== Segment start ==

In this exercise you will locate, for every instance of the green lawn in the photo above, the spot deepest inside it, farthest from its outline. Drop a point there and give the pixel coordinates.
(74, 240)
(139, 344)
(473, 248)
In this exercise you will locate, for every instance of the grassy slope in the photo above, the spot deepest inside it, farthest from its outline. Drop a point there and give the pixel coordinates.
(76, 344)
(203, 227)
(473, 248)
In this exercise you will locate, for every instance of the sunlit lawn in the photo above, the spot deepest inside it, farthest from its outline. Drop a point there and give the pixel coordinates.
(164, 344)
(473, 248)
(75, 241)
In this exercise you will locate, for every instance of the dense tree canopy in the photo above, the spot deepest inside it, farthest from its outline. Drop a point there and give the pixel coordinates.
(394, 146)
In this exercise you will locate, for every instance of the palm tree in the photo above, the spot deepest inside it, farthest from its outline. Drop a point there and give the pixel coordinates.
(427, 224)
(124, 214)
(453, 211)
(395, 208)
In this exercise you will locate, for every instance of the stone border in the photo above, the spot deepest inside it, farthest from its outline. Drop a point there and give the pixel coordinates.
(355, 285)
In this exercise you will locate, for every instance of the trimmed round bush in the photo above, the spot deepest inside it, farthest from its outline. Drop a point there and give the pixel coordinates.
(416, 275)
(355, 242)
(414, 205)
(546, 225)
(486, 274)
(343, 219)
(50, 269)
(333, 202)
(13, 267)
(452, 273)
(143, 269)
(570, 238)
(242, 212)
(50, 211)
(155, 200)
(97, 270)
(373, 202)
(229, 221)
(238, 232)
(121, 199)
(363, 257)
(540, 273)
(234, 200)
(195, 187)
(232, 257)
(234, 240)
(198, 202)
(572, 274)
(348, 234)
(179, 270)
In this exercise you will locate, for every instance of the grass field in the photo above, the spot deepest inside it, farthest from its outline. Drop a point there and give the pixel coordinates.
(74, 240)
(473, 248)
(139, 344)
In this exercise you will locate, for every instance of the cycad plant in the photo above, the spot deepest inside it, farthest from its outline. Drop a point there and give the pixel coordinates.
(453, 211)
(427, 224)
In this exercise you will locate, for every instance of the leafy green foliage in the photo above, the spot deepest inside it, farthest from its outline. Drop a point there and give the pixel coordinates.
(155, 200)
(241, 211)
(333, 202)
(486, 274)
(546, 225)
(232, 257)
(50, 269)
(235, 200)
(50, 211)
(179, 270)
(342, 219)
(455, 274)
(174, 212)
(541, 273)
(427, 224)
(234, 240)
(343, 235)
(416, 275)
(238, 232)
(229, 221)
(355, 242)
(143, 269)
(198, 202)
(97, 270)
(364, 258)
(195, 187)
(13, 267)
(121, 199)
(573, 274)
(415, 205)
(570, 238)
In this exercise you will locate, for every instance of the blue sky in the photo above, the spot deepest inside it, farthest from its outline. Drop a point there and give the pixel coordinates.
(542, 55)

== Segment end ==

From the records above, extract every entry verbatim.

In this exercise you will locate, for every instance of the green lawn in the photo above, the spot deepest inside it, farthest from its outline. Drop a point there and give the pixel coordinates.
(74, 240)
(139, 344)
(473, 248)
In this exercise you will locate, for every instance of the grassy slope in the photo above, the spot deepest inside it, farthest from its outline. Drop a point there and give the pixel coordinates.
(76, 344)
(203, 227)
(473, 248)
In this exercise you will locate, for every instance of the sunlit lawn in the photo above, the spot deepest inside it, farthest from its outline. Drop a point there and give the pixel coordinates.
(164, 344)
(473, 248)
(75, 241)
In this exercise you will locate, for every instance of the dense tree canopy in the photo above, the spot deepest inside it, farthest from its outline. Drop a point there and give the pixel coordinates.
(394, 146)
In this exercise you will locate, for every instance of the palm tree in the photo above, the spot deepest inside it, farthest from its outline. Drop a point there and give the pixel coordinates.
(427, 224)
(124, 214)
(453, 211)
(395, 208)
In this exercise you will locate, for every instance of the stone border in the photo above, the spot deepest inside it, farthest from its outline. Drop a point there and give the pixel coordinates.
(355, 285)
In this exercise you will locate, for every instance of the trimmed round bush in the photo above, the spot deepest inside it, farthest from its outline. Drop a point there and give the pixel coordinates.
(416, 275)
(355, 242)
(414, 205)
(546, 225)
(486, 274)
(343, 219)
(50, 269)
(333, 202)
(13, 267)
(452, 273)
(143, 269)
(570, 238)
(242, 212)
(50, 211)
(155, 200)
(97, 270)
(373, 202)
(229, 221)
(238, 232)
(121, 199)
(363, 257)
(540, 273)
(234, 200)
(195, 187)
(232, 257)
(234, 240)
(198, 202)
(572, 274)
(348, 234)
(179, 270)
In this exercise you will locate, for every instance of the grass field in the photo above, the spot deepest inside it, farthest from its outline. Drop a point there and give the pixel coordinates.
(74, 240)
(473, 248)
(139, 344)
In this exercise you will locate, for every instance of the cycad plant in the photo above, the spot deepest inside it, farthest from its outline. Drop a point there and give the pixel coordinates.
(453, 211)
(427, 224)
In this exercise you will locate, for every instance of the leafy green foliage in the photo above, the spot deepest inside it, farthest from its outline. Drop a point there and give the pixel coordinates.
(155, 200)
(241, 211)
(333, 202)
(486, 274)
(546, 225)
(232, 257)
(50, 269)
(235, 200)
(50, 211)
(179, 270)
(342, 219)
(455, 274)
(174, 212)
(541, 273)
(427, 224)
(234, 240)
(343, 235)
(416, 275)
(238, 232)
(229, 221)
(355, 242)
(143, 269)
(198, 202)
(97, 270)
(364, 258)
(195, 187)
(13, 267)
(121, 199)
(573, 274)
(415, 205)
(570, 238)
In this exercise you will locate, for every instance of the blue sky in the photo above, the spot deepest inside it, farthest from its outline. Drop a point there and give the pixel coordinates.
(542, 55)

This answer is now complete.